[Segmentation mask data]
--*--
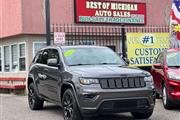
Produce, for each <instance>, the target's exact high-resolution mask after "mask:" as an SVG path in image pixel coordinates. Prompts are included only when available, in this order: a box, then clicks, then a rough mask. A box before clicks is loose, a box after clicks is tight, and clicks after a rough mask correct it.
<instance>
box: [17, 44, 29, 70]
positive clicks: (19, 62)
mask: <svg viewBox="0 0 180 120" xmlns="http://www.w3.org/2000/svg"><path fill="white" fill-rule="evenodd" d="M23 44H24V53H25V55H24V56H23V57H21V56H20V45H23ZM26 48H27V47H26V42H21V43H18V54H19V55H18V66H19V69H18V72H23V71H27V68H28V67H27V53H26V51H27V50H26ZM21 58H25V70H20V59H21Z"/></svg>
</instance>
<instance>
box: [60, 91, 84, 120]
mask: <svg viewBox="0 0 180 120" xmlns="http://www.w3.org/2000/svg"><path fill="white" fill-rule="evenodd" d="M62 107H63V116H64V120H83V117H82V115H81V113H80V111H79V108H78V105H77V102H76V99H75V97H74V94H73V91H72V89H67V90H66V91H65V93H64V94H63V98H62Z"/></svg>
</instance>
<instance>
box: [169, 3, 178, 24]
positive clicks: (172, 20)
mask: <svg viewBox="0 0 180 120" xmlns="http://www.w3.org/2000/svg"><path fill="white" fill-rule="evenodd" d="M170 24H177V25H178V24H180V0H173V3H172V9H171V16H170Z"/></svg>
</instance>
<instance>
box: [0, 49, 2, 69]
mask: <svg viewBox="0 0 180 120" xmlns="http://www.w3.org/2000/svg"><path fill="white" fill-rule="evenodd" d="M0 72H2V49H1V47H0Z"/></svg>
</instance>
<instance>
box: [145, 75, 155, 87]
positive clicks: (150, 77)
mask: <svg viewBox="0 0 180 120" xmlns="http://www.w3.org/2000/svg"><path fill="white" fill-rule="evenodd" d="M144 81H145V82H146V84H147V85H149V86H151V88H154V81H153V77H152V76H146V77H144Z"/></svg>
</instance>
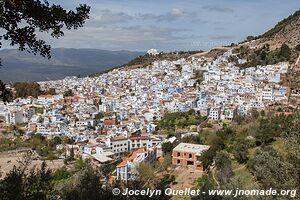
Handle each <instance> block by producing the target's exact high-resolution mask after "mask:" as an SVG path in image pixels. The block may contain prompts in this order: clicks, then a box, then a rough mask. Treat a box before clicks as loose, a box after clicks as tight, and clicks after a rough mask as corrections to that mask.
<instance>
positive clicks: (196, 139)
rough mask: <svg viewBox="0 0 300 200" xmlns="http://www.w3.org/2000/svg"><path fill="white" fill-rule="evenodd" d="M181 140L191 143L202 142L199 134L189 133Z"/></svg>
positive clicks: (181, 140)
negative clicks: (199, 135)
mask: <svg viewBox="0 0 300 200" xmlns="http://www.w3.org/2000/svg"><path fill="white" fill-rule="evenodd" d="M181 142H184V143H192V144H203V142H202V140H201V137H200V136H199V135H190V136H186V137H184V138H182V139H181Z"/></svg>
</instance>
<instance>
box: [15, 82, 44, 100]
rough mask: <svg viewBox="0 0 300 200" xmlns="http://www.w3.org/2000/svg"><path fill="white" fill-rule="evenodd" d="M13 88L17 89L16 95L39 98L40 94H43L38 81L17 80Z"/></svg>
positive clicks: (16, 90) (16, 96)
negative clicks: (19, 80)
mask: <svg viewBox="0 0 300 200" xmlns="http://www.w3.org/2000/svg"><path fill="white" fill-rule="evenodd" d="M13 88H14V89H15V91H16V93H15V96H16V97H17V98H19V97H25V98H26V97H28V96H32V97H35V98H37V97H38V96H39V95H41V94H42V91H41V88H40V85H39V84H38V83H35V82H33V83H28V82H17V83H15V84H13Z"/></svg>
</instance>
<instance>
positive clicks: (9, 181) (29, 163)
mask: <svg viewBox="0 0 300 200" xmlns="http://www.w3.org/2000/svg"><path fill="white" fill-rule="evenodd" d="M29 164H30V159H27V158H26V159H25V161H24V162H23V165H20V167H15V166H14V167H13V169H12V170H11V171H10V172H9V173H8V174H7V175H6V176H5V177H4V179H2V180H0V199H3V200H10V199H16V200H17V199H20V200H21V199H32V200H33V199H48V198H49V196H50V194H51V191H52V184H51V179H52V175H51V171H50V170H49V169H47V166H46V164H45V163H44V162H43V163H42V165H41V167H40V169H39V170H37V169H34V168H33V169H30V170H29V171H28V172H27V170H28V166H29Z"/></svg>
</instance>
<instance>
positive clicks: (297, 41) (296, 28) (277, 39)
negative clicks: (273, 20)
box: [251, 10, 300, 49]
mask: <svg viewBox="0 0 300 200" xmlns="http://www.w3.org/2000/svg"><path fill="white" fill-rule="evenodd" d="M266 43H268V44H270V47H271V48H272V49H276V48H279V47H280V46H281V45H282V44H283V43H286V44H287V45H289V46H290V47H292V48H294V47H296V46H297V45H299V44H300V10H298V11H297V12H295V13H294V14H292V15H290V16H289V17H287V18H286V19H284V20H282V21H280V22H279V23H278V24H277V25H276V26H275V27H274V28H272V29H271V30H269V31H267V32H266V33H264V34H262V35H260V36H258V37H257V39H256V40H253V41H251V46H257V45H258V46H261V45H264V44H266Z"/></svg>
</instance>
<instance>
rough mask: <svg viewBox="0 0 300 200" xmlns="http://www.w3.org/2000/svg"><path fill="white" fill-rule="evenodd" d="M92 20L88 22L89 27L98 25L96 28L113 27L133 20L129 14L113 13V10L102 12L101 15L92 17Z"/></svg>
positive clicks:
--*--
### What the task asks
Show every line in the items above that contains the word "after", matching case exactly.

### Result for this exercise
Produce, for each <instance>, the target's exact high-resolution mask after "mask:" as an SVG path in image pixel coordinates. Prompts are included only when available, in this order: a box, then clicks, then a rough mask. A box before clicks is loose, a box after clicks is tight, and clicks after a rough mask correct it.
Handle each <instance> block by producing the target's exact high-resolution mask after "mask:" as an SVG path in image pixels. The block may contain prompts in this order: clicks, then a box, then a rough mask. Treat a box before clicks as loose, a box after clicks as tight, and clicks after a rough mask as corrections to that mask.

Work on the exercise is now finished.